Aim of the task: Copy the lines below word for word.

Dataset:
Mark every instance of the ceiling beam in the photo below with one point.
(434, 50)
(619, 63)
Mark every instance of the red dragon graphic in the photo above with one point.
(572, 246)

Expected answer:
Mark every instance of the ceiling beam in the photo below with one point.
(434, 50)
(619, 63)
Mark every instance of the red dragon graphic in the photo above with one point.
(572, 246)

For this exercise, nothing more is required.